- _Excerpted passage_:
• • •

The Author’s View
I began this exploration of the Egyptian funerary texts because I believed that the ancient Pharaohs possessed knowledge that would shed light on life and death, thereby eliminating the fear of the unknown for humans. In 2001, I left my college teaching position to spend more than 3 years fulltime independent research on the funerary texts.
The Isis Thesis is critical scientific research that challenges currently-held theories on the meaning of Egyptian funerary texts, art and architecture by accounting for more of the data, which many scholars have dismissed as confusing, unintelligible, and primitive. The knowledge is transdisciplinary, that is, it applies to many disciplines in the humanities and the sciences.

• • •

- _Data extract_:
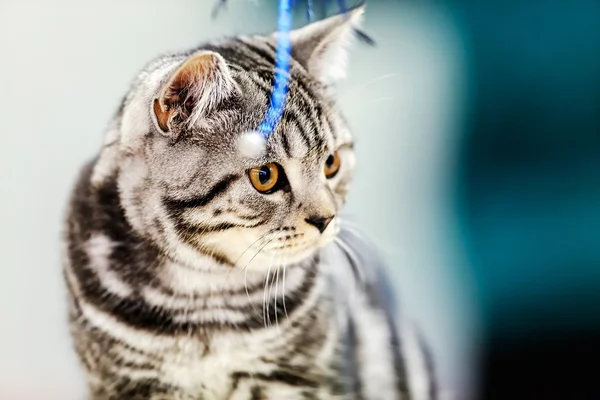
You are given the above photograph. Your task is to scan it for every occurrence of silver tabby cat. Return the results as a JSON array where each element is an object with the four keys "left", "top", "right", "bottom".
[{"left": 64, "top": 8, "right": 435, "bottom": 400}]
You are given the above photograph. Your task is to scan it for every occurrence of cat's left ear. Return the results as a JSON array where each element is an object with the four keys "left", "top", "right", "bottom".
[{"left": 290, "top": 4, "right": 365, "bottom": 86}]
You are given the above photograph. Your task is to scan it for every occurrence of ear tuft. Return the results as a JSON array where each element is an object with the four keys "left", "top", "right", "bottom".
[
  {"left": 291, "top": 4, "right": 365, "bottom": 85},
  {"left": 152, "top": 51, "right": 235, "bottom": 139}
]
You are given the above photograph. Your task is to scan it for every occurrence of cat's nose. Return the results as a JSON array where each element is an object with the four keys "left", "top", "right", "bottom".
[{"left": 305, "top": 215, "right": 335, "bottom": 233}]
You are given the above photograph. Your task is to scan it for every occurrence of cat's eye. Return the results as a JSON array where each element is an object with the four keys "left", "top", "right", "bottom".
[
  {"left": 324, "top": 151, "right": 341, "bottom": 179},
  {"left": 248, "top": 163, "right": 279, "bottom": 194}
]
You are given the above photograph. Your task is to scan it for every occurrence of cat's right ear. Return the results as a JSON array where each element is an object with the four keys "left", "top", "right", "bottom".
[{"left": 152, "top": 51, "right": 236, "bottom": 139}]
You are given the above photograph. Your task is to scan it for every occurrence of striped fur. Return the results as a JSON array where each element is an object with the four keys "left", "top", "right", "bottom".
[{"left": 64, "top": 9, "right": 435, "bottom": 400}]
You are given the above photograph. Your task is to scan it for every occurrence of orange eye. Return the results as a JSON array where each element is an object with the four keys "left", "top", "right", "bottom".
[
  {"left": 248, "top": 163, "right": 279, "bottom": 194},
  {"left": 324, "top": 151, "right": 341, "bottom": 179}
]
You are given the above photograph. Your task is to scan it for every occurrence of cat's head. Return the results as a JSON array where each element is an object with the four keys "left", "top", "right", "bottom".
[{"left": 94, "top": 8, "right": 363, "bottom": 268}]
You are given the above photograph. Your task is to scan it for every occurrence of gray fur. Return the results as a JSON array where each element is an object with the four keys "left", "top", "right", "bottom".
[{"left": 64, "top": 8, "right": 434, "bottom": 400}]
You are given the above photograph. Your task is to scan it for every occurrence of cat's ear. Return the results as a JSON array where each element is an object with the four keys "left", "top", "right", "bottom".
[
  {"left": 290, "top": 4, "right": 365, "bottom": 85},
  {"left": 152, "top": 51, "right": 236, "bottom": 139}
]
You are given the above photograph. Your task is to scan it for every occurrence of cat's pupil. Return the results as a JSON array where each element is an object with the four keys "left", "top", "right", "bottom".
[
  {"left": 325, "top": 154, "right": 333, "bottom": 167},
  {"left": 258, "top": 165, "right": 271, "bottom": 185}
]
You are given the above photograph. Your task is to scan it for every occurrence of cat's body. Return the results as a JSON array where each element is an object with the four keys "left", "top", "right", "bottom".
[{"left": 65, "top": 7, "right": 434, "bottom": 400}]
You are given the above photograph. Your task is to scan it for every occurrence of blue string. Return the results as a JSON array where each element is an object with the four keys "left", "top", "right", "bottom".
[
  {"left": 258, "top": 0, "right": 292, "bottom": 140},
  {"left": 251, "top": 0, "right": 354, "bottom": 140}
]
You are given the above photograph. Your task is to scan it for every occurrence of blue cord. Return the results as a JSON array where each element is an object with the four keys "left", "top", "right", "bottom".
[
  {"left": 213, "top": 0, "right": 372, "bottom": 141},
  {"left": 258, "top": 0, "right": 292, "bottom": 140}
]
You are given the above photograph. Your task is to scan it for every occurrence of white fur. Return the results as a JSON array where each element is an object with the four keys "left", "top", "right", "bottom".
[{"left": 86, "top": 234, "right": 133, "bottom": 297}]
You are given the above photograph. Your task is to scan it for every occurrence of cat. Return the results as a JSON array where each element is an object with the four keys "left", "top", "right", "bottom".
[{"left": 64, "top": 7, "right": 436, "bottom": 400}]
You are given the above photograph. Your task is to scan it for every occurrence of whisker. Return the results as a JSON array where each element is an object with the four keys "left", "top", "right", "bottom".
[{"left": 334, "top": 236, "right": 366, "bottom": 285}]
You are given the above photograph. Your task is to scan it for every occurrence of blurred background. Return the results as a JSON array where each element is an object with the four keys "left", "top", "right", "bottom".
[{"left": 0, "top": 0, "right": 600, "bottom": 400}]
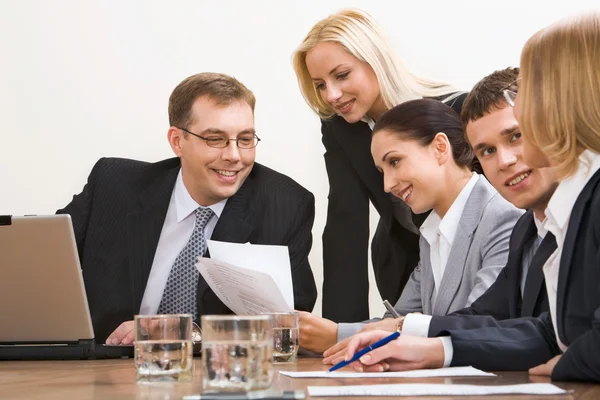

• • •

- _What needs to be done_: Reproduce the passage on the Egyptian funerary texts between "The Author’s View" and "the funerary texts.", inclusive, renaming "Pharaohs" as "kings" throughout.

- _Result for this exercise_:
The Author’s View
I began this exploration of the Egyptian funerary texts because I believed that the ancient kings possessed knowledge that would shed light on life and death, thereby eliminating the fear of the unknown for humans. In 2001, I left my college teaching position to spend more than 3 years fulltime independent research on the funerary texts.